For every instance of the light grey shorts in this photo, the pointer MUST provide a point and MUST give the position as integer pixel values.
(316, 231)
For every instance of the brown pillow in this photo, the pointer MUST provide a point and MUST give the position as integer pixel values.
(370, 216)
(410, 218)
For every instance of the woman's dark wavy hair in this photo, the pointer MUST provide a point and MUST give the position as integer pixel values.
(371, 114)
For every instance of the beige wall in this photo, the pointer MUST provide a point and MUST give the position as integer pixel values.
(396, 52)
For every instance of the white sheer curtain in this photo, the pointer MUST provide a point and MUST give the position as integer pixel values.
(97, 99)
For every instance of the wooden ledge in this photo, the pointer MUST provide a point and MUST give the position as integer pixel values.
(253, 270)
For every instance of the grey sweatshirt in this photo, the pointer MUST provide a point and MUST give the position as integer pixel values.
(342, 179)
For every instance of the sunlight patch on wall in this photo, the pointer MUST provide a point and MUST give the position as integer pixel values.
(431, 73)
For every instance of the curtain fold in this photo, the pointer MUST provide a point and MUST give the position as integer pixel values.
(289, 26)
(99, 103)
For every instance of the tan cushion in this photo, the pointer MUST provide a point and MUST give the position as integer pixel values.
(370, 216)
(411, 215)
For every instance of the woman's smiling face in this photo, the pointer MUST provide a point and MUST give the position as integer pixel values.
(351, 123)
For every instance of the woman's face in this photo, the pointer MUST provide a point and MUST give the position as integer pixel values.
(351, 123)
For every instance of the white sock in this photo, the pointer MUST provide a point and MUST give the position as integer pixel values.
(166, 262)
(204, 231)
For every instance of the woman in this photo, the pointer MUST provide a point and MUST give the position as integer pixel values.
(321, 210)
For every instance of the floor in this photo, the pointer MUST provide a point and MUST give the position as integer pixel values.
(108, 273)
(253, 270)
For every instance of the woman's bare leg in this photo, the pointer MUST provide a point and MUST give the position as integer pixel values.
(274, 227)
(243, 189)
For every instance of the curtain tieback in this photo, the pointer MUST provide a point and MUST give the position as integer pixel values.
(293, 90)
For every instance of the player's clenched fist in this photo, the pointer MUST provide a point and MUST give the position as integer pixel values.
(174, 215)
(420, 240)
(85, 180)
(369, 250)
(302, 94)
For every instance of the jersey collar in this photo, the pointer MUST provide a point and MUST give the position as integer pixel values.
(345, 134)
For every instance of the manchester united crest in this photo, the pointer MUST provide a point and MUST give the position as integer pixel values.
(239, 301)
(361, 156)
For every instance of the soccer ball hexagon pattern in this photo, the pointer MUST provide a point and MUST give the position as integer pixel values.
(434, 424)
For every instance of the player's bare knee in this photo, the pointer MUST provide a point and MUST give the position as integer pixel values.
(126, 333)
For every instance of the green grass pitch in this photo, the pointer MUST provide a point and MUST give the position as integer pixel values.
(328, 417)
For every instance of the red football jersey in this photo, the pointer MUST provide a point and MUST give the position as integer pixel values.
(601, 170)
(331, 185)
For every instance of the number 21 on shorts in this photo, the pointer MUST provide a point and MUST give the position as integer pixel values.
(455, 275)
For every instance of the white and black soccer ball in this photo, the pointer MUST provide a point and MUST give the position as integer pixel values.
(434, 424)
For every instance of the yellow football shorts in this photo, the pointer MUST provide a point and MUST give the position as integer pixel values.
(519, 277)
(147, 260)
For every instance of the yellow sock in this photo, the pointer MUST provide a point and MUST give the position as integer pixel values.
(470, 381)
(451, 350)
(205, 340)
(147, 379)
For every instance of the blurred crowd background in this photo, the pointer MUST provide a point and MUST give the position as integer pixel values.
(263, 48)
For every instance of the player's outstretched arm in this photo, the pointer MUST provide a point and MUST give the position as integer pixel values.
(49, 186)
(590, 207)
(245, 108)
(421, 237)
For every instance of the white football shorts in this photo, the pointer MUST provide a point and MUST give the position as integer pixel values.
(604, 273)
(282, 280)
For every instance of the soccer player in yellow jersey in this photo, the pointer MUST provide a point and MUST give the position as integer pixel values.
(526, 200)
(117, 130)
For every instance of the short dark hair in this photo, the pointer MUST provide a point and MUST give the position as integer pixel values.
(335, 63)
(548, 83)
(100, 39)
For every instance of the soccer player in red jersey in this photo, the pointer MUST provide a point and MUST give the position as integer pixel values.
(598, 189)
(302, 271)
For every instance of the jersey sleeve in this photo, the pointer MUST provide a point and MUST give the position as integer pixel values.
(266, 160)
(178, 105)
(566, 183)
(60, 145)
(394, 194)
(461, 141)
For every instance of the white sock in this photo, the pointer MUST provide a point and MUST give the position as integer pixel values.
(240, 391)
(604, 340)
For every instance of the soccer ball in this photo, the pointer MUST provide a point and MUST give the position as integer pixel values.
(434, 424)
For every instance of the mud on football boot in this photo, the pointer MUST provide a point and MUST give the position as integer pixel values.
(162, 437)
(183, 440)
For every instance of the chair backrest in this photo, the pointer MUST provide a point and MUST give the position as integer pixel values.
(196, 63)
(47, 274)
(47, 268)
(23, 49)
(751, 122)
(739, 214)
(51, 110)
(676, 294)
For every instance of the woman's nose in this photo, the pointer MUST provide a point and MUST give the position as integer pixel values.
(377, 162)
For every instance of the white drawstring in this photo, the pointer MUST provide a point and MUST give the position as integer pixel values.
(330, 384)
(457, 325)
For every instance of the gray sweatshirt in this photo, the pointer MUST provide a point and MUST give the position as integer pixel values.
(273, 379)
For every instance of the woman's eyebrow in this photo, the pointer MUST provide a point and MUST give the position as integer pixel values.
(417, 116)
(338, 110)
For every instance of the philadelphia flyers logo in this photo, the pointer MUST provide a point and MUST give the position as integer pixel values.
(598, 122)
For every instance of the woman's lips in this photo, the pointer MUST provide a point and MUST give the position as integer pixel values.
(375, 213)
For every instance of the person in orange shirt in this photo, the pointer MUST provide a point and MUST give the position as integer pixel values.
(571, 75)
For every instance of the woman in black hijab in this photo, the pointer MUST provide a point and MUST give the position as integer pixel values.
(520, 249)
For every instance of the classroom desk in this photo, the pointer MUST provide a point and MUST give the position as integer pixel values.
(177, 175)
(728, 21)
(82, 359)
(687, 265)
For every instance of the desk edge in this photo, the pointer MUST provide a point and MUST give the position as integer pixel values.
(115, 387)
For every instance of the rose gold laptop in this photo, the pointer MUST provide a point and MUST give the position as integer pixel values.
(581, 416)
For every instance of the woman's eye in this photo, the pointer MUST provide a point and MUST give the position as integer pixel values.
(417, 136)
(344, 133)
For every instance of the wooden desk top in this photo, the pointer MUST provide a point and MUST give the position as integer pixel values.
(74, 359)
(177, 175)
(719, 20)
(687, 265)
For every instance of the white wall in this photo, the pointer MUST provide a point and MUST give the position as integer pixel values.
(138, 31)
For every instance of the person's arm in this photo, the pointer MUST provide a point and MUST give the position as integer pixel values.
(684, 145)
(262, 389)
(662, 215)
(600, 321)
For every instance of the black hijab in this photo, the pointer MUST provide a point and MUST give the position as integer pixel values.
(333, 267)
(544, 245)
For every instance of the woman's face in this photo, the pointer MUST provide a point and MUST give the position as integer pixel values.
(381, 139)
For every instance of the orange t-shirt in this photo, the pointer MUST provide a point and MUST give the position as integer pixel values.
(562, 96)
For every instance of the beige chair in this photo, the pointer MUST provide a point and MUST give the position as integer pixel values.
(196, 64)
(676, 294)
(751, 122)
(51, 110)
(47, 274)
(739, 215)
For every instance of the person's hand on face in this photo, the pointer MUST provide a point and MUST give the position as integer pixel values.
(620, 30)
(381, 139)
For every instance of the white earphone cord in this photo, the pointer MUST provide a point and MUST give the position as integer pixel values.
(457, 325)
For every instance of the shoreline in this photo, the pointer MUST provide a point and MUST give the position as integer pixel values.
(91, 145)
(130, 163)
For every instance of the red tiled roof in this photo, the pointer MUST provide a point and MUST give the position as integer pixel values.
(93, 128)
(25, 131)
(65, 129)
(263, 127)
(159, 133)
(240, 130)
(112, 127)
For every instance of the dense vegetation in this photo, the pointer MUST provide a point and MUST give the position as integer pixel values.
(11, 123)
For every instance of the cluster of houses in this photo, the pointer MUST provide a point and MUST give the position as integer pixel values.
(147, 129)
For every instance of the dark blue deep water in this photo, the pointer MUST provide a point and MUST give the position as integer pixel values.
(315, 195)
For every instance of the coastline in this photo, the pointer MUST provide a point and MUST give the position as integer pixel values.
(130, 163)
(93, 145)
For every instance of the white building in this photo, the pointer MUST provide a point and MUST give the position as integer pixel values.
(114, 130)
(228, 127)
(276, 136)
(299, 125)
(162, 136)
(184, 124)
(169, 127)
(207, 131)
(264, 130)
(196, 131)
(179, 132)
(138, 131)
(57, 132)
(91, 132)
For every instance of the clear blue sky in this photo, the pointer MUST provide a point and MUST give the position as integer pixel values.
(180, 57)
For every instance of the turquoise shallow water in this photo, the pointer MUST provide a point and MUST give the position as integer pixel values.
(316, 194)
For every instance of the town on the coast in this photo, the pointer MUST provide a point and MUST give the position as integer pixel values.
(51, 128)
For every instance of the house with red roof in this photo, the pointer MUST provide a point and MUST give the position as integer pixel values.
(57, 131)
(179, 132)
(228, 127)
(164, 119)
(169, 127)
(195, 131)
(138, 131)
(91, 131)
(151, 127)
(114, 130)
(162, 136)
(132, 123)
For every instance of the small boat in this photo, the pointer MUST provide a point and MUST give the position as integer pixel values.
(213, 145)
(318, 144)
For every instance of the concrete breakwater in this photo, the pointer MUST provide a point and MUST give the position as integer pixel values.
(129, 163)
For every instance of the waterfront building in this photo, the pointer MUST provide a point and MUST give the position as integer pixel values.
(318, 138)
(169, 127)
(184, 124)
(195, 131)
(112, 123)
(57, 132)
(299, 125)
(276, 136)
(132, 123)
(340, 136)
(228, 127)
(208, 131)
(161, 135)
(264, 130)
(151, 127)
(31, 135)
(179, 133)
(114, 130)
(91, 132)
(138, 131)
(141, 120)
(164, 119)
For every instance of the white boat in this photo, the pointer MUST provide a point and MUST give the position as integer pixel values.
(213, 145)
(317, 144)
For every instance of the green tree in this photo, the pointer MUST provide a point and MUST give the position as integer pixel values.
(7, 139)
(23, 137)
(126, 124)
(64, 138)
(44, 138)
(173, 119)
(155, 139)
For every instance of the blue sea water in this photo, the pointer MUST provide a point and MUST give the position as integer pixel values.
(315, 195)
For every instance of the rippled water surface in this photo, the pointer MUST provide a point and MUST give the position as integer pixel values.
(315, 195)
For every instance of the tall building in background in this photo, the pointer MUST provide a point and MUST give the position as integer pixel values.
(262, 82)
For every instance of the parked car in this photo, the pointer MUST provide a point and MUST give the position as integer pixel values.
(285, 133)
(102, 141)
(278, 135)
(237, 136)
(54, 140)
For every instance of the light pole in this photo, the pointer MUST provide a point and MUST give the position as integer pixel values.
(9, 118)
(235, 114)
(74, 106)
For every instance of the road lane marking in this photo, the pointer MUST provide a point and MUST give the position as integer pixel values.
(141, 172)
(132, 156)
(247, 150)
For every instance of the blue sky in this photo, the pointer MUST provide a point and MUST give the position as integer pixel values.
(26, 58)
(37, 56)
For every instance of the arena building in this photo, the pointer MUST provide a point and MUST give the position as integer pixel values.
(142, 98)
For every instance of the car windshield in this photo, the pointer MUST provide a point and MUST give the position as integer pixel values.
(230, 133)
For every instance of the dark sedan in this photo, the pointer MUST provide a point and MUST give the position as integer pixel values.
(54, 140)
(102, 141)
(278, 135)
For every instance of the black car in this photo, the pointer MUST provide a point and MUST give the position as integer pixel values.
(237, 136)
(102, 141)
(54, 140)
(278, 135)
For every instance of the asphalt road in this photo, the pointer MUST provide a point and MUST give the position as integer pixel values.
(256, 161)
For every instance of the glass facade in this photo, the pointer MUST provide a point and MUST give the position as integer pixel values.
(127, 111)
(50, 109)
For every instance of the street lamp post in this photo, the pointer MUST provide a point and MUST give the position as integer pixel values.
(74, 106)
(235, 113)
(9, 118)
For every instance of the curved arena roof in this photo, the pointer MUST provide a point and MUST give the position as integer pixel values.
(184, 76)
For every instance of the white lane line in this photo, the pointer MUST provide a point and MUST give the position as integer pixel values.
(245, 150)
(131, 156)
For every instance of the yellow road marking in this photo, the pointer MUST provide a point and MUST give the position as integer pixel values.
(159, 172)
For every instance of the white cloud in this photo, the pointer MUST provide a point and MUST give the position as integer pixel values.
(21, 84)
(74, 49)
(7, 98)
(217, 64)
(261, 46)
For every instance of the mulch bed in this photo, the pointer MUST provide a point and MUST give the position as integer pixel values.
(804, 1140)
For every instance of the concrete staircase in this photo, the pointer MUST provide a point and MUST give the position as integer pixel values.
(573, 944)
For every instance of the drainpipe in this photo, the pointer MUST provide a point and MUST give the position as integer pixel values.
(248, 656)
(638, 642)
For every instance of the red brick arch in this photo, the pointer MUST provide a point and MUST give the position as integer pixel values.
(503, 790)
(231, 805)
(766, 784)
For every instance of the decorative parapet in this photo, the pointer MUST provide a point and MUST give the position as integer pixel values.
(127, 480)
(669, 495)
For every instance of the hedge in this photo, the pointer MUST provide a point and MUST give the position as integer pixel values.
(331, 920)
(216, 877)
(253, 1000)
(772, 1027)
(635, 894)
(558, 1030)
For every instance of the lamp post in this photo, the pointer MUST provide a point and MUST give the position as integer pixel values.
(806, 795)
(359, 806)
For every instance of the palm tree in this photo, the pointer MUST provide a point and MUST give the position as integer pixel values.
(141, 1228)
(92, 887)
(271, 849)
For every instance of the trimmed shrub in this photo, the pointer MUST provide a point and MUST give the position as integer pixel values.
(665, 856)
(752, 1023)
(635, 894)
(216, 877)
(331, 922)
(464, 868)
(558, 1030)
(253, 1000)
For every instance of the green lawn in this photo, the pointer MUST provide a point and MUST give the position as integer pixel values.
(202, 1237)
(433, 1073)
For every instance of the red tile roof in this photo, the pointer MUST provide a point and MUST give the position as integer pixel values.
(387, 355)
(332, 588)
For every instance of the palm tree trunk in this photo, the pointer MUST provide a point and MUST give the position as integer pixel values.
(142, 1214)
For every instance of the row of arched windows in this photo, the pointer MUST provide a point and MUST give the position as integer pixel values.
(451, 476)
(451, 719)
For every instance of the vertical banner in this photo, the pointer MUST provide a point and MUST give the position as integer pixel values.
________________
- [What to produce] Copy only the stretch running from the line containing "For every instance of the palm tree trunk" to the final line of the entries, both ends included, exactly as it stands.

- [The answer]
For every instance of the palm tree trunk in this photo, the pointer MUST provide a point and MUST give the position as integer pixel values.
(142, 1214)
For every instance of the row of arched windows in this photo, the pointer MUST provide a point and MUST give the position as integer pixel values.
(451, 476)
(451, 719)
For every instance of the vertical banner in this photo, the pointer MUST provide a point and MUST give the position as integer pixel values.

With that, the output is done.